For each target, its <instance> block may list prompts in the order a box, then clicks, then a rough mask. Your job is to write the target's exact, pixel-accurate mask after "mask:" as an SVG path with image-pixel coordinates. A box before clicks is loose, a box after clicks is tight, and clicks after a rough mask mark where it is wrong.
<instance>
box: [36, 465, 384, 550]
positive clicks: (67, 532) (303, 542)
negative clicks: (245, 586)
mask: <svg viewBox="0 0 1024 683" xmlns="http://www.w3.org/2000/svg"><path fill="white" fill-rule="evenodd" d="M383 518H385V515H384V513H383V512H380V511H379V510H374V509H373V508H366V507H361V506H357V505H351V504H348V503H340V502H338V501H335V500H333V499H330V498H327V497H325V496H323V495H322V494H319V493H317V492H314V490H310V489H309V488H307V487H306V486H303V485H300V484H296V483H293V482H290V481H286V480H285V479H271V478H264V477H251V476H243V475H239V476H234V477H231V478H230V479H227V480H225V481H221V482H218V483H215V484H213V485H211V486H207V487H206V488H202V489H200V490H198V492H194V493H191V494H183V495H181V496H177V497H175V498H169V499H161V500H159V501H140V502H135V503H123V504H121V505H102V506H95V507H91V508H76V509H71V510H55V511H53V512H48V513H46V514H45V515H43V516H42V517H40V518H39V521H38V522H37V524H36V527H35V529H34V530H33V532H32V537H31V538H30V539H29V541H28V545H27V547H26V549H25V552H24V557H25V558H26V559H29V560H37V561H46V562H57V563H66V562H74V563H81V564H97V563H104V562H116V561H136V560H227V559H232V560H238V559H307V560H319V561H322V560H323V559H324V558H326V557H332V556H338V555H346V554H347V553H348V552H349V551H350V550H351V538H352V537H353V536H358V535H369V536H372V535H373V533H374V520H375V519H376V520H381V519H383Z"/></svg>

──────────────────────────────

Task statement:
Starting at the beginning of the entries and ending at the line that contains "positive clicks: (67, 532) (303, 542)", write those lines out again, switching "box" to "bounding box" and leaving all else unchanged.

Problem solution:
For each target, its <instance> block may list prompts in the order a bounding box, then clicks, then a rough mask. Your job is to write the target's exact, pixel-accurate mask after "mask:" as an SVG path with image-pixel coordinates. A bounding box before clicks is loose, a bounding box after clicks is tight, and clicks after a rough mask mark where it is wrong.
<instance>
bounding box: [36, 465, 384, 550]
positive clicks: (67, 532) (303, 542)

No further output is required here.